# Source records
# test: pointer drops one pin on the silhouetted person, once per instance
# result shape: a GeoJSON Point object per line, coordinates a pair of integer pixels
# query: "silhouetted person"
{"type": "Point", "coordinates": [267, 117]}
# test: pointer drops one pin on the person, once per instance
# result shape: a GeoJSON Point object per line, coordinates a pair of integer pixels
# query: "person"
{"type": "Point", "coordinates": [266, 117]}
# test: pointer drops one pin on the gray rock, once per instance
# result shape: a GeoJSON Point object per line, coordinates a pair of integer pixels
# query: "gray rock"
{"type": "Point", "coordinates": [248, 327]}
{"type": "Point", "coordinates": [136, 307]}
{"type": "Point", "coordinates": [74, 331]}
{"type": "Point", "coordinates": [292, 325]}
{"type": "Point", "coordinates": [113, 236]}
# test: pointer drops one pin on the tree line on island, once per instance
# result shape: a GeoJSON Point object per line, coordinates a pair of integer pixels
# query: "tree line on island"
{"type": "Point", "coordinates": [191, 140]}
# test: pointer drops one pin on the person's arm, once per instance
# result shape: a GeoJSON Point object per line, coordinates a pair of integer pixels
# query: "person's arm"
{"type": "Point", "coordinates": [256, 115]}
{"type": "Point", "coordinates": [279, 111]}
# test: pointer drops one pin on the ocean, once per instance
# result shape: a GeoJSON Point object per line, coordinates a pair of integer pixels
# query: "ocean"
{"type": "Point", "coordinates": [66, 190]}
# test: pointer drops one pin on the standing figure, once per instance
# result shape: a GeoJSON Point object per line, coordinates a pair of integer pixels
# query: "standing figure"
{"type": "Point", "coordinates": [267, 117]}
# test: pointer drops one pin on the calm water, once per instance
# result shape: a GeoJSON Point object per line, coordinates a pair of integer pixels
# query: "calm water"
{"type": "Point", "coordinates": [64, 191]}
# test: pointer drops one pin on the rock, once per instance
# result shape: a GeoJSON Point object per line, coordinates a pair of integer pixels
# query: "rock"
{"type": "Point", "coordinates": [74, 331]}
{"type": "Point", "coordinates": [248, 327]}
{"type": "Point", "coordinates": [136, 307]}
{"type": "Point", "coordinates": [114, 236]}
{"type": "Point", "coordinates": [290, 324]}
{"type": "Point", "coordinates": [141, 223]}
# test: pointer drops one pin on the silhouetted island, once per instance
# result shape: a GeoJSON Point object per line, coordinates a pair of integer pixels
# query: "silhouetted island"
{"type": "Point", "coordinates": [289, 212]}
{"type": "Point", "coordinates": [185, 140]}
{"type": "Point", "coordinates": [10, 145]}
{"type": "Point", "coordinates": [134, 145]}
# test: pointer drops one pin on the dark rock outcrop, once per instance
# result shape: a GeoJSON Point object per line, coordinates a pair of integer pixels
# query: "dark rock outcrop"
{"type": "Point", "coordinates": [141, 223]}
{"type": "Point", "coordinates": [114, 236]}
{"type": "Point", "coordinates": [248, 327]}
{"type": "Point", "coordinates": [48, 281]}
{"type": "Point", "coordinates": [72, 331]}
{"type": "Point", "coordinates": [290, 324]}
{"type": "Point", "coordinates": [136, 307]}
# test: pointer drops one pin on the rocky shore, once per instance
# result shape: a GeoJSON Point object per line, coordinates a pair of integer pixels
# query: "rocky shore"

# Short problem
Restate every line of the data word for word.

# Complete response
# test: pointer drops one pin on the silhouetted person, once per instance
# result shape: a GeoJSON Point object per line, coordinates a pair of integer pixels
# query: "silhouetted person"
{"type": "Point", "coordinates": [267, 117]}
# test: pointer drops one pin on the person, once per instance
# result shape: a GeoJSON Point object per line, coordinates a pair of integer pixels
# query: "person"
{"type": "Point", "coordinates": [266, 117]}
# test: pointer drops one pin on the gray rock, once per instance
# result shape: a GeoJSON Point object per line, coordinates a pair of integer pixels
# query: "gray rock"
{"type": "Point", "coordinates": [248, 327]}
{"type": "Point", "coordinates": [136, 307]}
{"type": "Point", "coordinates": [74, 331]}
{"type": "Point", "coordinates": [292, 325]}
{"type": "Point", "coordinates": [113, 236]}
# test: pointer drops one pin on the tree line on island, once per instance
# result shape: a GeoJSON Point object per line, coordinates a pair of integer pixels
# query: "tree line on island"
{"type": "Point", "coordinates": [191, 140]}
# test: pointer drops one pin on the person's arm, once per instance
# result shape: a GeoJSON Point object per line, coordinates a pair of integer pixels
# query: "person's arm"
{"type": "Point", "coordinates": [256, 115]}
{"type": "Point", "coordinates": [279, 111]}
# test: pointer drops one pin on the ocean, once per instance
# result shape: a GeoJSON Point object per line, coordinates a pair of integer pixels
# query: "ocean"
{"type": "Point", "coordinates": [66, 190]}
# test: pointer drops one pin on the standing figure, once per instance
# result shape: a GeoJSON Point object per line, coordinates a pair of integer pixels
# query: "standing figure"
{"type": "Point", "coordinates": [267, 117]}
# test: pointer drops one pin on the calm water, once per instance
# result shape: a GeoJSON Point object per line, coordinates a pair of integer pixels
# query: "calm water"
{"type": "Point", "coordinates": [64, 191]}
# test: pointer drops one pin on the rock, once per instance
# result shape: a GeoJSON Point object per line, coordinates a pair of integer pixels
# query: "rock"
{"type": "Point", "coordinates": [74, 331]}
{"type": "Point", "coordinates": [248, 327]}
{"type": "Point", "coordinates": [136, 307]}
{"type": "Point", "coordinates": [114, 236]}
{"type": "Point", "coordinates": [290, 324]}
{"type": "Point", "coordinates": [141, 223]}
# test: pointer drops one pin on the silhouetted island, once per instance
# result shape: a GeoJSON Point object per line, coordinates a pair of integer pixels
# query: "silhouetted island"
{"type": "Point", "coordinates": [289, 212]}
{"type": "Point", "coordinates": [185, 140]}
{"type": "Point", "coordinates": [10, 145]}
{"type": "Point", "coordinates": [134, 145]}
# test: pointer drops one pin on the dark rock outcrop, once per instance
# result shape: a GeoJSON Point object per line, coordinates a pair of integer pixels
# query: "dark rock outcrop"
{"type": "Point", "coordinates": [141, 223]}
{"type": "Point", "coordinates": [114, 236]}
{"type": "Point", "coordinates": [248, 327]}
{"type": "Point", "coordinates": [48, 281]}
{"type": "Point", "coordinates": [72, 331]}
{"type": "Point", "coordinates": [290, 324]}
{"type": "Point", "coordinates": [136, 307]}
# test: pointer drops one pin on the rocky shore, once per instance
# result shape: a GeoJSON Point object per line, coordinates a pair of integer pixels
# query: "rocky shore"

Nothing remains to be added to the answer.